- [Instructions to follow]
Copy the records below, swapping each "photo" for "image" and changing nothing else. Leave the pictures out.

- [Raw records]
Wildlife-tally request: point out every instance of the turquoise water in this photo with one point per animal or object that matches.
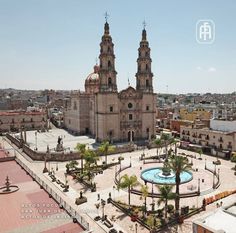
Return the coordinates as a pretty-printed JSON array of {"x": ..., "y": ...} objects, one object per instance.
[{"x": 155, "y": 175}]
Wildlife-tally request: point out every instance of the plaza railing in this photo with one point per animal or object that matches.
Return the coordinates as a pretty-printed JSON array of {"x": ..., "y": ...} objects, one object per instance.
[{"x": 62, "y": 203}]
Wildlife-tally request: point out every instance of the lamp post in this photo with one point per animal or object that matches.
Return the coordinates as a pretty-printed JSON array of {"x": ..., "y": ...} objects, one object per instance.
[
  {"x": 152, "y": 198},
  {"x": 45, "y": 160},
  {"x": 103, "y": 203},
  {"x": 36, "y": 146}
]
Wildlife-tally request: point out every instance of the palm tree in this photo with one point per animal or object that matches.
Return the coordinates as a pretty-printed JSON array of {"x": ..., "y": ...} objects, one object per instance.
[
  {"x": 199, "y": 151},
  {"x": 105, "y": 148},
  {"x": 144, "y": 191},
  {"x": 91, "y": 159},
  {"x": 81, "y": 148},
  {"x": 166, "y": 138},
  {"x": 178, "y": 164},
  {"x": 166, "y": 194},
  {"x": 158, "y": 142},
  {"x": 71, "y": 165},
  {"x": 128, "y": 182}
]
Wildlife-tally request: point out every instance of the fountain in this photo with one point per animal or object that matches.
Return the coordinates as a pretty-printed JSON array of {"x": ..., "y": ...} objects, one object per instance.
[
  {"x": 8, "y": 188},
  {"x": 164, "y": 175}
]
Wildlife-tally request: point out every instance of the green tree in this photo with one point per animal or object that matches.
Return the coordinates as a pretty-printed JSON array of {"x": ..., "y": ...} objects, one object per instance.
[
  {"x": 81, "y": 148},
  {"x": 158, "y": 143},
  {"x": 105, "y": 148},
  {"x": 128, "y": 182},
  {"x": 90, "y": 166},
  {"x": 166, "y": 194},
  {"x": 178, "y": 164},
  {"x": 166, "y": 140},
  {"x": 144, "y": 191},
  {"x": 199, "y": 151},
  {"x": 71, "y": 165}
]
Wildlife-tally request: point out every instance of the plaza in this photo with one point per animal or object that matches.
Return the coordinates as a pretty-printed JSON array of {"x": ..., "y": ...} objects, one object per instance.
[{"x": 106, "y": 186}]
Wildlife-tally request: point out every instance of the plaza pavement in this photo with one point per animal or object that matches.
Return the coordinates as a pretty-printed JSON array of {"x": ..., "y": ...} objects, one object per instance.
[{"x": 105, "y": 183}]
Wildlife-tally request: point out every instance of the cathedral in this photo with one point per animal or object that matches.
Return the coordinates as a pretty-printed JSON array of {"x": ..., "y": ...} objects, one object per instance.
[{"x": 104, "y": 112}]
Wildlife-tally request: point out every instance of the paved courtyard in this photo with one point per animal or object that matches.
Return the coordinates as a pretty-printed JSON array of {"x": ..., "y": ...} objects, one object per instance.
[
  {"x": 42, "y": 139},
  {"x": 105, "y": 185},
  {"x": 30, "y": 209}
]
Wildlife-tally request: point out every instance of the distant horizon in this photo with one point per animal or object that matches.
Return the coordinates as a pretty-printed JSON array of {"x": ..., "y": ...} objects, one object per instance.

- [Response to the task]
Wildlife-tally request: point out every instance of the turquoise water in this image with one point per animal or object that matches.
Return the coordinates as a pretty-printed JSON array of {"x": ..., "y": ...} objects, one object per instance.
[{"x": 155, "y": 175}]
Wildlife-tally request: point out every instance of the plaza railing in this image with one point per animal or object that matches.
Return the coordinates as a pretty-printed JSON array of {"x": ..., "y": ...} objects, one object per instance.
[{"x": 62, "y": 203}]
Wildlife-tally request: point out every instance of the lamp post in this image with one point per animal or object that matches.
Return the coordinates as a pretty-printed JSON array of {"x": ..., "y": ...} objects, one object per instance.
[
  {"x": 152, "y": 198},
  {"x": 45, "y": 160},
  {"x": 103, "y": 203},
  {"x": 36, "y": 146}
]
Wildlife-tally request: point out every instance of the palm tree in this image with one point per animal or object that matches.
Return the coordinates as a pretty-printed JSON array of {"x": ..., "y": ...} objects, one object per instance.
[
  {"x": 199, "y": 151},
  {"x": 105, "y": 148},
  {"x": 144, "y": 191},
  {"x": 91, "y": 159},
  {"x": 81, "y": 148},
  {"x": 166, "y": 138},
  {"x": 178, "y": 164},
  {"x": 166, "y": 194},
  {"x": 158, "y": 142},
  {"x": 71, "y": 165},
  {"x": 128, "y": 182}
]
Wildlife-tally request: point out every instance of the fountain in this image with one point per animal or object that matches.
Return the coordinates as a pretty-printed JSON array of {"x": ..., "y": ...} objects, one object per instance.
[
  {"x": 8, "y": 188},
  {"x": 164, "y": 175}
]
Wildlife-tally request: point out every instance of the green tree in this image with one point per animal or object that matches.
Return the coordinates as a pretty-printed JSON array of {"x": ..., "y": ...} objects, one object per instance.
[
  {"x": 81, "y": 148},
  {"x": 158, "y": 143},
  {"x": 105, "y": 148},
  {"x": 128, "y": 182},
  {"x": 90, "y": 166},
  {"x": 166, "y": 194},
  {"x": 178, "y": 164},
  {"x": 166, "y": 140},
  {"x": 144, "y": 191},
  {"x": 199, "y": 151},
  {"x": 71, "y": 165}
]
Wildlife-tally request: point out every instance of the plaza in this image with one point per animal or object that matches.
Return the coordinates as a pretty-printed JSON array of {"x": ..., "y": ...} objects, one object per instance.
[{"x": 106, "y": 186}]
Wildlife-tally request: point out every instance of the plaza pavement in this image with one point per animal or object that matches.
Return the coordinates as a pretty-printed JSON array of {"x": ..., "y": ...} objects, one object per instance.
[{"x": 105, "y": 183}]
Wildlife-tally request: point out every instance of the cathedral in this image with one point per animal or object that matches.
Return the coordinates as a pretty-printed JSON array of {"x": ..., "y": ...} objects, one object per instance.
[{"x": 104, "y": 112}]
Wildlife-tally request: point out every instance of the paved courtyard in this image with one point per animal or object that matches.
Return the coordinates as a pretty-printed JSON array of {"x": ..., "y": ...} objects, one object per instance.
[
  {"x": 42, "y": 139},
  {"x": 105, "y": 185},
  {"x": 30, "y": 209}
]
Wildlife-tally request: point out every instance of the distant horizon in this image with one point per animal or object that matches.
Return the coordinates as a pretty-printed JSON array of {"x": ..., "y": ...} objects, one object per instance.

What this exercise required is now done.